Памятно мне наше посещение Нижинского в январе 1929 года — несбывшаяся мечта Сергея Павловича воскресить великого танцора. Сергей Павлович сговорился с belle-soeur [свояченицей – фр.] Нижинского (жена его была в то время в Америке), и мы поехали в Пасси, где он жил. Уже дорогой я пожалел, что поехал,— такое смущение и стеснение овладели мною: как я буду себя вести там, как буду себя держать? и нужно ли вторгаться в эту, уже нездешнюю, жизнь, нарушать её ход и ритм? нужно ли видеть то, что не в состоянии поселить в душе ничего, кроме ужаса? не лучше ли вернуться домой, в свою кипучую и нормальную жизнь?

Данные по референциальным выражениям
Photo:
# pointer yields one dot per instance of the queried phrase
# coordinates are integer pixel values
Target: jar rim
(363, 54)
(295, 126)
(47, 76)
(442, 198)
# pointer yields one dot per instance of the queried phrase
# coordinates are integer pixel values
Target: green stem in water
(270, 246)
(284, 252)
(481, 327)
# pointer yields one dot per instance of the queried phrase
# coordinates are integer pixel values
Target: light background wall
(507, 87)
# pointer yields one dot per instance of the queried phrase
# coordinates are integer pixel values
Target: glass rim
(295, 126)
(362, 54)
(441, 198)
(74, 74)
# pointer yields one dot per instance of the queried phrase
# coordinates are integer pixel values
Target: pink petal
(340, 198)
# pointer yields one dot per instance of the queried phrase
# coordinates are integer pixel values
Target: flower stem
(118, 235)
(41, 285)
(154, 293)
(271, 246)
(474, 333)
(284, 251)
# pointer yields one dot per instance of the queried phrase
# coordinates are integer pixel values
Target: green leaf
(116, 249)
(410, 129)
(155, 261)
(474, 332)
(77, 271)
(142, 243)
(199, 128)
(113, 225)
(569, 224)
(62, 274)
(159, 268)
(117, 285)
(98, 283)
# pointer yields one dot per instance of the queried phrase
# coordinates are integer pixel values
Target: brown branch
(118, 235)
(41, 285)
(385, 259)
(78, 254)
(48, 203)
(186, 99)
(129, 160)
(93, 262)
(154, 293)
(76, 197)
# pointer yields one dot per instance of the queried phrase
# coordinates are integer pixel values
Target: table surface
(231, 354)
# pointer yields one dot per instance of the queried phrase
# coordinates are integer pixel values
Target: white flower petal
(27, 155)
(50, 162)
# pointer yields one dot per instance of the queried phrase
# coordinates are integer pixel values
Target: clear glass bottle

_НАД ЧЕМ РАБОТАТЬ:_
A) Изложите фрагмент о посещении Нижинского в двух предложениях.
B) Пожалуйста, определите, согласуются ли с фрагментом о посещении Нижинского следующие утверждения: (i) жена Нижинского в то время находилась в Америке; (ii) Нижинский жил в Пасси; (iii) посещение состоялось в январе 1928 года. На каждое ответьте «да» или «нет» и приведите решающие слова фрагмента точной цитатой.
Записи даны как отдельный материал.

_ОТВЕТЫ К УПРАЖНЕНИЮ:_
A) В январе 1929 года Сергей Павлович, мечтавший воскресить великого танцора, договорился со свояченицей Нижинского, и они отправились к нему в Пасси. Уже в дороге автора охватили смущение и стеснение, а также сомнение, нужно ли вторгаться в эту жизнь и не лучше ли вернуться домой.

B)
(i) Да: «жена его была в то время в Америке».
(ii) Да: «мы поехали в Пасси, где он жил».
(iii) Нет: «в январе 1929 года».